* _TEXT UNDER STUDY_
AUSTIN (Nexstar) — In the 2021 legislative session, lawmakers expanded the state’s medical cannabis program to include patients with PTSD and all types of cancer as eligible candidates. But since then, advocates say the demand has outgrown the current program’s capabilities.
The state’s medical marijuana program, the Compassionate Use Program (TCUP), operates under the Texas Department of Public Safety. The law currently allows for a minimum of three licensed dispensaries to operate in the state, and so far, there only are three.
Geoff Young with the Veterans Cannabis Project compared this issue to trying to add lanes on MoPac or I-35 when congested traffic is already a daily problem for Texas drivers.
“The existing licensees are lagging behind,” Young said. “The demand is there, the legislation and the laws are already there, we just need more access to what’s been approved.”
During a Thursday DPS Commission meeting last week, Wayne Mueller — chief of DPS’ regulatory services division — said the state is looking to open up applications for more licensees in mid-January. However, he said TCUP likely won’t start making any decisions on any applicants, in case lawmakers make any changes to the program during the 2023 legislative session.

* _ENTRIES SHOWN_
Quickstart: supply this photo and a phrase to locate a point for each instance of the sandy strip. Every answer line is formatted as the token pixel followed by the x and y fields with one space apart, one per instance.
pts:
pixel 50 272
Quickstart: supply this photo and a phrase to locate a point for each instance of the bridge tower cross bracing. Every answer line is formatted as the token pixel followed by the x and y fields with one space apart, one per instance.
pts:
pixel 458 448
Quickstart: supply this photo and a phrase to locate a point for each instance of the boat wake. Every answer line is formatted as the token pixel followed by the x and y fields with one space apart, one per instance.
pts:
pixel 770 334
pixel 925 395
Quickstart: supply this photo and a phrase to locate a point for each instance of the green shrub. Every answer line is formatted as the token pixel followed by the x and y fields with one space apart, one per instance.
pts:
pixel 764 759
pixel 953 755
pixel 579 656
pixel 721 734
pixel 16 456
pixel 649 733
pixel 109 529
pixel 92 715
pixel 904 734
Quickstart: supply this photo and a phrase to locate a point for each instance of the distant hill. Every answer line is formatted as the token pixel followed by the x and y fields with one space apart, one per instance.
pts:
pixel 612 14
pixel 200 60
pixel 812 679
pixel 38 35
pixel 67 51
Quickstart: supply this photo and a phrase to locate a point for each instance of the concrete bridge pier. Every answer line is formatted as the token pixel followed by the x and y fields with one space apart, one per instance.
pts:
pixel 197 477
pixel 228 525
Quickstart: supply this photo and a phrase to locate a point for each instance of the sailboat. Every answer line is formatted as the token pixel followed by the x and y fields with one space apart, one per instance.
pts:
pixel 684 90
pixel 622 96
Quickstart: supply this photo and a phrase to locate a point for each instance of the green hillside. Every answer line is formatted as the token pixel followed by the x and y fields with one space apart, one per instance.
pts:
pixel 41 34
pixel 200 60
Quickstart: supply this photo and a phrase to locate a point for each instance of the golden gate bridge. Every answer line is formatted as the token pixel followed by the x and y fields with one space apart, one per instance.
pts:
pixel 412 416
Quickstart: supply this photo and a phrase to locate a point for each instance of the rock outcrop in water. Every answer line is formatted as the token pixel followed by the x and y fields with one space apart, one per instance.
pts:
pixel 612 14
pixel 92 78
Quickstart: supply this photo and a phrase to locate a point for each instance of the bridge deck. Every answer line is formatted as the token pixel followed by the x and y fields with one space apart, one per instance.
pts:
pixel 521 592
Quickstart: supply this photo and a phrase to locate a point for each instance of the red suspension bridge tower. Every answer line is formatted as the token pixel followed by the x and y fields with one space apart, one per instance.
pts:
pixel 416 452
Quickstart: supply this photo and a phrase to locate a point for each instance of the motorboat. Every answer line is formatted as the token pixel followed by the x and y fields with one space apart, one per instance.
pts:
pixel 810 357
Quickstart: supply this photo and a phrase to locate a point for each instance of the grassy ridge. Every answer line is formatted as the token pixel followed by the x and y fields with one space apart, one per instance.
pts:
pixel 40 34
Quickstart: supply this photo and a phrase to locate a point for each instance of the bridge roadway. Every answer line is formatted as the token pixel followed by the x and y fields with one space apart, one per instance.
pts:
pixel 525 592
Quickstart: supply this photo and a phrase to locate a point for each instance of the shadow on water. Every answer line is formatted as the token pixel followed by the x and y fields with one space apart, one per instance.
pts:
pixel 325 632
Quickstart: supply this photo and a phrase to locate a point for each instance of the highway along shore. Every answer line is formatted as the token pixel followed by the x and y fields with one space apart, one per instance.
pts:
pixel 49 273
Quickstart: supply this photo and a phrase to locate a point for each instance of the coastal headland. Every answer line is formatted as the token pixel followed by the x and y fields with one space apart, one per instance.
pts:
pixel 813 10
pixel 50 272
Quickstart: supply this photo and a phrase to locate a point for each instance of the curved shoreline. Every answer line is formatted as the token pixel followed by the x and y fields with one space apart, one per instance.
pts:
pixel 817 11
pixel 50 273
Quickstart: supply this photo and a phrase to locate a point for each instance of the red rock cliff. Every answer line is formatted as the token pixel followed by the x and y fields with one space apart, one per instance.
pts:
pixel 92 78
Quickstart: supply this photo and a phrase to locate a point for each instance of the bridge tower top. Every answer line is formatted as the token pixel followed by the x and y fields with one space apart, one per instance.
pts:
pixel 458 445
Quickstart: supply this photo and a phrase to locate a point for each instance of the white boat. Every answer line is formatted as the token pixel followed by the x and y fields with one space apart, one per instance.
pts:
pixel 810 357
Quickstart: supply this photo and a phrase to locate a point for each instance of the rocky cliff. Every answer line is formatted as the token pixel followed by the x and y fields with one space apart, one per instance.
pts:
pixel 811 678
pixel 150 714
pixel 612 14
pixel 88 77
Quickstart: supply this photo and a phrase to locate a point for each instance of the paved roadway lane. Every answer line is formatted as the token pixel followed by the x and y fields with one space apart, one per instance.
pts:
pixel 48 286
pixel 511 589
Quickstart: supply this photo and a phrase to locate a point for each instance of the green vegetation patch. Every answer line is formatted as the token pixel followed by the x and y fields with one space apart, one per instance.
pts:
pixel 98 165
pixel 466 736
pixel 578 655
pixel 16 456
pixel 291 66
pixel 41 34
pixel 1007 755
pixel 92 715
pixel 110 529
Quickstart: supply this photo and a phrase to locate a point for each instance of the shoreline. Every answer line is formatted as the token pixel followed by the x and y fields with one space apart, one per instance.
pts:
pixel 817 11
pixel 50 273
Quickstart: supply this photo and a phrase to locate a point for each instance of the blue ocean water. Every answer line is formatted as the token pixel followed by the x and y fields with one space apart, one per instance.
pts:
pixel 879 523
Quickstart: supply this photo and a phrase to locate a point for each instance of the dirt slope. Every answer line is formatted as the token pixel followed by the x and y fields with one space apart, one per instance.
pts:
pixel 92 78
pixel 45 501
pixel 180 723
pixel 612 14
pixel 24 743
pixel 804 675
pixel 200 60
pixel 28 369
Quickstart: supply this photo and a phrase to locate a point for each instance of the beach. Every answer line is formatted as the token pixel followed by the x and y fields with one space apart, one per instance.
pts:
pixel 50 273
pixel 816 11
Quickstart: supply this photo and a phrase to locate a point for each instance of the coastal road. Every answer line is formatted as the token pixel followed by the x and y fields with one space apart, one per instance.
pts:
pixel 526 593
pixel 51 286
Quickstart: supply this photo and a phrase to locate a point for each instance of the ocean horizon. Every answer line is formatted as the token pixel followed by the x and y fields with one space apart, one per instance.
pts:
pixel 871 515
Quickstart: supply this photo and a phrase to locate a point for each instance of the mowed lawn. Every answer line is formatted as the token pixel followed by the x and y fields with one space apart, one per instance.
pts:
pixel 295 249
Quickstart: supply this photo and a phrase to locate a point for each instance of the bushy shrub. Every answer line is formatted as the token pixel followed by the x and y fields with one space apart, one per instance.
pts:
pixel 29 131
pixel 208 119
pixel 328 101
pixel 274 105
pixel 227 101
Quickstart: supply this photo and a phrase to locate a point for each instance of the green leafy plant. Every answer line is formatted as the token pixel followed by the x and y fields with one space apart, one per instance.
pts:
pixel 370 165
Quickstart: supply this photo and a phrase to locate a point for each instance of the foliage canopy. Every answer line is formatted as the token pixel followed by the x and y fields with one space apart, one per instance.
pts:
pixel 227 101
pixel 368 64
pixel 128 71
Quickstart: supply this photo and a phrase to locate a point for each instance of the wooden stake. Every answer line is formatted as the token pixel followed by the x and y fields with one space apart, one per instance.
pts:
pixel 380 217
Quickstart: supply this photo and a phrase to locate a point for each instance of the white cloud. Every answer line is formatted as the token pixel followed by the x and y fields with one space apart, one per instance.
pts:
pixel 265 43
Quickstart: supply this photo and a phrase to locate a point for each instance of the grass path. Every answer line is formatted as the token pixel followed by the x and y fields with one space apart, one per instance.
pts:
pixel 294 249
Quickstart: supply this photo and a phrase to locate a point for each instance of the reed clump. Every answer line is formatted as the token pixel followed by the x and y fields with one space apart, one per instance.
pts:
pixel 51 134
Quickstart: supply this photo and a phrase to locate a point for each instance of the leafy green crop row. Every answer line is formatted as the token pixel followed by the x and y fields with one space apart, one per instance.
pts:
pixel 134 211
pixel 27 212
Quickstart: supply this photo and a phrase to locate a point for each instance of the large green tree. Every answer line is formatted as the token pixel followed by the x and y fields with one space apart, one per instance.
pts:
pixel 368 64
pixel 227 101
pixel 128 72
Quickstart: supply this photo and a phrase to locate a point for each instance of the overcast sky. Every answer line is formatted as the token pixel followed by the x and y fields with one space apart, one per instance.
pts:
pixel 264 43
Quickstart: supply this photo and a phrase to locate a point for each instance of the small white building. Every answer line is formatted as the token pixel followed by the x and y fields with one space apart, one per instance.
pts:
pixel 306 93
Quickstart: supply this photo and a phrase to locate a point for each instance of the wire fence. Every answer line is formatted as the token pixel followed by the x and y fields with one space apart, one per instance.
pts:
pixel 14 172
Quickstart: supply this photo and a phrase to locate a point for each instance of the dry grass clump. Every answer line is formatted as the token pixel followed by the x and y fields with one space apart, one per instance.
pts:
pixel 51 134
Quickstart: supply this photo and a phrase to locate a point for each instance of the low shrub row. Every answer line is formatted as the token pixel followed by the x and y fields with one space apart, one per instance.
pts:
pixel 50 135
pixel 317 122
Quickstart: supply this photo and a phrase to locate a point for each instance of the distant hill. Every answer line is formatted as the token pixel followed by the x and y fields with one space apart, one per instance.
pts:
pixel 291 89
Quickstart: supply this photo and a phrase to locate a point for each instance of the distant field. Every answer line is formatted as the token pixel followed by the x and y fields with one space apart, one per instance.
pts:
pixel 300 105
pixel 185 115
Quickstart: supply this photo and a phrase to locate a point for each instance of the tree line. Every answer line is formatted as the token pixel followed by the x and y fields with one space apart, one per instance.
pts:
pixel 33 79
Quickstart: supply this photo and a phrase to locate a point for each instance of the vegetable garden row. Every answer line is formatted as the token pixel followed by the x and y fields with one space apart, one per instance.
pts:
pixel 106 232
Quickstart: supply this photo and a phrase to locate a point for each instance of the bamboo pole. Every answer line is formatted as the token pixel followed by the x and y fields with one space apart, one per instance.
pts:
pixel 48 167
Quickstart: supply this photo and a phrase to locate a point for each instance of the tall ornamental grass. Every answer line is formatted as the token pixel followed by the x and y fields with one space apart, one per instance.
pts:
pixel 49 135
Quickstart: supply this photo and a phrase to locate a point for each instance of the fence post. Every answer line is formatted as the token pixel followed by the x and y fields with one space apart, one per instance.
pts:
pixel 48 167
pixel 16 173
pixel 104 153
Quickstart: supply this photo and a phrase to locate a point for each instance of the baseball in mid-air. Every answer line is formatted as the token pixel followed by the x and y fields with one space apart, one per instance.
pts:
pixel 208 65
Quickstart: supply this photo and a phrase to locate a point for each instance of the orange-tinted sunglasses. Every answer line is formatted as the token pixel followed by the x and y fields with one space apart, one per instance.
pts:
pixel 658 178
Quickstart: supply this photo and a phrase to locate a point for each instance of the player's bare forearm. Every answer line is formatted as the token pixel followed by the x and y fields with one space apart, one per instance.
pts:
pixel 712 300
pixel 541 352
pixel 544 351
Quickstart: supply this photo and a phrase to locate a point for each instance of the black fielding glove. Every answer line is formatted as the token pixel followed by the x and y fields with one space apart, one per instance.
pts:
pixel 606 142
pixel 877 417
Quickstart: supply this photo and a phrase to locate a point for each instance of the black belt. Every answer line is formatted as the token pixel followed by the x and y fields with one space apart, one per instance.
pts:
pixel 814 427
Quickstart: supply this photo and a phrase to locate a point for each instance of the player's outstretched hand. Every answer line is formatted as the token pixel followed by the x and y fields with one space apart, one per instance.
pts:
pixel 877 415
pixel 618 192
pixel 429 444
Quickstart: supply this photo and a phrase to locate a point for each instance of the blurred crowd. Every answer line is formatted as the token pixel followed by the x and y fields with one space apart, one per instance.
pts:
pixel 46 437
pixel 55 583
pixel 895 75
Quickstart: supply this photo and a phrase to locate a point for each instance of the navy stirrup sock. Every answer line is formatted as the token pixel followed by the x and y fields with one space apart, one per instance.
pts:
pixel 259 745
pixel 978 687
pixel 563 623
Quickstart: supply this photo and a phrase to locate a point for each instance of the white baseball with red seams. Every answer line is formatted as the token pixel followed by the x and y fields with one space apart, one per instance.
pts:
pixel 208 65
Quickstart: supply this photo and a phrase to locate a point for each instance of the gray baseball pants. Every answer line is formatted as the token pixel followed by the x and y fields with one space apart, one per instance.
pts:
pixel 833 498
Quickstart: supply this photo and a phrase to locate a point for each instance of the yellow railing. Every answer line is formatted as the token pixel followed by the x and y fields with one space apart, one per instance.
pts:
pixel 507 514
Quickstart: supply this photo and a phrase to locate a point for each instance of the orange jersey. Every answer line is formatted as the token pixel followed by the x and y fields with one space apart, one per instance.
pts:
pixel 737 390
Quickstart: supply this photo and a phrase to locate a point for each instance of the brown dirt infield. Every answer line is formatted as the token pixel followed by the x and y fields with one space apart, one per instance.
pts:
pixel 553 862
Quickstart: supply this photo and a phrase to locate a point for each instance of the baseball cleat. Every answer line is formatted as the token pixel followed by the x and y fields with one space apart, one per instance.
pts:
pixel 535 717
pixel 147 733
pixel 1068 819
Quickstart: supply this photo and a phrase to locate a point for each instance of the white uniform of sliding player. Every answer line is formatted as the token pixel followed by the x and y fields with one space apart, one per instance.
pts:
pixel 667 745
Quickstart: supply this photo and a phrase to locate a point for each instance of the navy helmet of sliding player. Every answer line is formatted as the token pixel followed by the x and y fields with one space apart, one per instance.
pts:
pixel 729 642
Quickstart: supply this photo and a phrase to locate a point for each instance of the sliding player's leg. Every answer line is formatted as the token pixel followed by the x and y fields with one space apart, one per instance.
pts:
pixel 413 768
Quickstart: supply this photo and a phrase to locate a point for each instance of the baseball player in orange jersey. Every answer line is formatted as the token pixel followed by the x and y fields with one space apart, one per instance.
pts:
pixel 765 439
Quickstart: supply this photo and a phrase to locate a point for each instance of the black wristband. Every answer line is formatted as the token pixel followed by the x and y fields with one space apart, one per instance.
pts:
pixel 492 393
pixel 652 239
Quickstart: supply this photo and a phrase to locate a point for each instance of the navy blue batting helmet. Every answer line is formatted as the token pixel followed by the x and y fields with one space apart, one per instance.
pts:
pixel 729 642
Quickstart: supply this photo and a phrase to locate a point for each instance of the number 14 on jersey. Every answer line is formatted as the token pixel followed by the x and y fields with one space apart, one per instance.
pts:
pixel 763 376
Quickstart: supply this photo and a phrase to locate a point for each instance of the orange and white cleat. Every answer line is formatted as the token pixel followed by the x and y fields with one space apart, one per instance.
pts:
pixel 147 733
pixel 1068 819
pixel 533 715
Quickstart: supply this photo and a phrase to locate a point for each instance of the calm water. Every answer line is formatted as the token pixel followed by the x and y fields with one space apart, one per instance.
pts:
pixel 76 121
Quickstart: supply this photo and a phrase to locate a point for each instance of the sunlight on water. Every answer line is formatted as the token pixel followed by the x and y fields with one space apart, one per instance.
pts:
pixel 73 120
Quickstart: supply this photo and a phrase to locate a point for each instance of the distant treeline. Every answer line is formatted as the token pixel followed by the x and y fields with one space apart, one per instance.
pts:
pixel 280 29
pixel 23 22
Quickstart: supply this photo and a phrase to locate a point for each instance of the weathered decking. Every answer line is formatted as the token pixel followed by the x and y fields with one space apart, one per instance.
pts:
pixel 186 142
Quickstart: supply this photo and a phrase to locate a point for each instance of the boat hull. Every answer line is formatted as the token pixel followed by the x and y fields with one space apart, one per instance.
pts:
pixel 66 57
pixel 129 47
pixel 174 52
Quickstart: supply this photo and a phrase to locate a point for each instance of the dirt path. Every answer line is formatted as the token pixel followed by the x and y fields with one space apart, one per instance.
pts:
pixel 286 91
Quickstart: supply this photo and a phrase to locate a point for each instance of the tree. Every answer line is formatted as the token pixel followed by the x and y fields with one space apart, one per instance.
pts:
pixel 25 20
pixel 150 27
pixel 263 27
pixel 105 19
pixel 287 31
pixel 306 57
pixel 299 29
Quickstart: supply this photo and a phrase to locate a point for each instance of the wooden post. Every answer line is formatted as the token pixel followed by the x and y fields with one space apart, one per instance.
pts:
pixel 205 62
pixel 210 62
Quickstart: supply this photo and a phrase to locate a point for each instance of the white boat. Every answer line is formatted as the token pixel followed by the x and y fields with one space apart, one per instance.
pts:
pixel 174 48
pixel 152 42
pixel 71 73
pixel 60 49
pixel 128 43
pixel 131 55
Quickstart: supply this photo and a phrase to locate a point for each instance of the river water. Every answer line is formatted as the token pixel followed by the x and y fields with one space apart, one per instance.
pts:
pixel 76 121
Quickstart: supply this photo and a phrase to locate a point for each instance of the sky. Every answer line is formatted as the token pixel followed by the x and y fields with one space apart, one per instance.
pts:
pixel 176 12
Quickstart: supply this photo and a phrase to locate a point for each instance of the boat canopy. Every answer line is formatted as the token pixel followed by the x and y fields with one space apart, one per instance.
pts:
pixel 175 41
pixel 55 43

* _PROBLEM SET_
1: In the Texas medical cannabis article, which state agency operates the Compassionate Use Program?
2: Please rewrite the part of the Texas medical cannabis article that opens with the words containing "AUSTIN (Nexstar) —" and closes with "current program’s capabilities.", substituting "supporters" for "advocates".

* _ANSWERS TO THE PROBLEMS_
1: The Texas Department of Public Safety

2:
AUSTIN (Nexstar) — In the 2021 legislative session, lawmakers expanded the state’s medical cannabis program to include patients with PTSD and all types of cancer as eligible candidates. But since then, supporters say the demand has outgrown the current program’s capabilities.